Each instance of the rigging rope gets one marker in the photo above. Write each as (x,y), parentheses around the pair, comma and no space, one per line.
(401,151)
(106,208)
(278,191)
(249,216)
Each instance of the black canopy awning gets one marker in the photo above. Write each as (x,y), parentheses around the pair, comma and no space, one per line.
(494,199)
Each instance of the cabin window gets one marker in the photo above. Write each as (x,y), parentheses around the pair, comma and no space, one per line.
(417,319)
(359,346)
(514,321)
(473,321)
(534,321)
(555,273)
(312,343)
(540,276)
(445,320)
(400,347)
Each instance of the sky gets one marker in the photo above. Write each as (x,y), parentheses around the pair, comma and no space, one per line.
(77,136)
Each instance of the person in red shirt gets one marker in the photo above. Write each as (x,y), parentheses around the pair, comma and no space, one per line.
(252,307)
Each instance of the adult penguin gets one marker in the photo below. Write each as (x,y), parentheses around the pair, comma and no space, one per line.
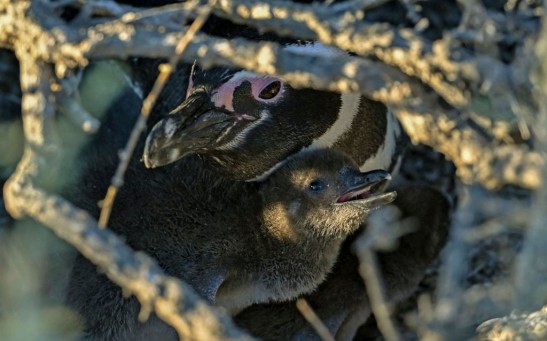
(248,125)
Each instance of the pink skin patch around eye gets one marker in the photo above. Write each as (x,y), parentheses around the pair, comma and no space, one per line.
(224,95)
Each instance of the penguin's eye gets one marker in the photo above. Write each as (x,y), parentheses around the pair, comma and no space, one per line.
(271,90)
(317,186)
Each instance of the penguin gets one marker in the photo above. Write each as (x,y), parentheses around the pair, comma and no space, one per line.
(249,124)
(237,243)
(339,301)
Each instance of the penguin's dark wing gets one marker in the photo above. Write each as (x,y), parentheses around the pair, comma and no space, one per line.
(341,301)
(208,284)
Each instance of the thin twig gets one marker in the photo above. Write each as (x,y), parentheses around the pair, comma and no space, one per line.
(314,320)
(148,104)
(370,272)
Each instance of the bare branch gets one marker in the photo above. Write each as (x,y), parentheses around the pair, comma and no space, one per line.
(172,300)
(148,104)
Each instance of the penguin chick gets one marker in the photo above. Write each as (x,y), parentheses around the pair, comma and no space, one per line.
(236,243)
(309,207)
(340,301)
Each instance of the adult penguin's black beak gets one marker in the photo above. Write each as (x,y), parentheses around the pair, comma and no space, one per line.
(194,126)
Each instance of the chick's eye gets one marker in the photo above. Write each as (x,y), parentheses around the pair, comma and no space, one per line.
(271,90)
(317,186)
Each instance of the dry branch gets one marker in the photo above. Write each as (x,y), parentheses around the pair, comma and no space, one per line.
(403,55)
(171,299)
(397,66)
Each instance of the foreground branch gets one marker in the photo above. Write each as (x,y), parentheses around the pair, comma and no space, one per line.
(171,299)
-*-
[Task brief]: Print all of the entries above word for word, leaving out the pictures.

[In response]:
Each instance of the rigging rope gets one marker in the photo above. Write each as (x,y), parentheses around the pair, comma and no space, one per line.
(401,151)
(106,208)
(278,191)
(249,216)
Each instance of the black canopy awning gets one marker in the photo above. Write each as (x,y), parentheses around the pair, comma and no space, one per line.
(494,199)
Each instance of the cabin window gets one marker in the photo above. Write each as (x,y), parentheses around the pair, comma and no space, one per line.
(417,319)
(359,346)
(514,321)
(473,321)
(534,321)
(555,273)
(312,343)
(540,276)
(445,320)
(400,347)
Each instance of the sky gets one marker in the photo above. Write each as (x,y), parentheses around the pair, comma and no space, one per line.
(77,136)
Each instance of the person in red shirt gets one marker in the photo above. Write each as (x,y), parentheses around the pair, comma and no space, one per line.
(252,307)
Each instance of the adult penguin gets one marker in the photo below. Write each as (x,y), parentheses around the pair, comma and no space, one per line.
(248,125)
Each instance of the pink skin patch around eye gets one marker in the photo above. Write each as (x,y), parentheses around the pair, comma and no space, one per line.
(224,95)
Each instance of the penguin's eye gets one marker in the photo above. Write each as (x,y), parentheses around the pair, comma and no space, one per line.
(271,90)
(317,186)
Each instance of the penguin gets one marker in the photo above. Write each as (x,y), parentheses around the pair, comma and no space, one per line.
(249,124)
(237,243)
(339,301)
Each instance of the penguin's dark wing gets one marker in the photo above. Write each as (x,y), parentheses around the pair, comma and no space, one per line.
(341,301)
(208,284)
Each instance of the thin twig gets one marker in the photo above. Write each as (x,y), parentheses around the pair, comma and no space, one per line.
(314,320)
(148,104)
(370,272)
Each instance of the bare branch gets one marker in the photo above. Write each as (x,y), parentheses around the pair, comma and no space, one per line.
(172,300)
(148,104)
Each instance of the penguin chick gets one marker in the photo above. Write each as (x,y), parentheses around the pair, comma and no space, one per line.
(236,243)
(309,207)
(340,301)
Each instance of the adult penguin's black beak gets one marker in the photo above. Write each as (x,y), parentheses around the pair, comma and no space, one per line.
(194,126)
Each instance of the chick's eye gets one marker in the photo above. Write each as (x,y), parentheses around the pair, comma and no space, one per line.
(271,90)
(317,186)
Each instance of the dry branch gets one marker in the photo above. Write each as (x,y), parentheses around the pair, comma and no space, one per line.
(403,55)
(171,299)
(397,66)
Each instance of the foreground branch gets one marker in the photo above. Write each as (x,y), parentheses around the pair, comma and no space, one per line.
(171,299)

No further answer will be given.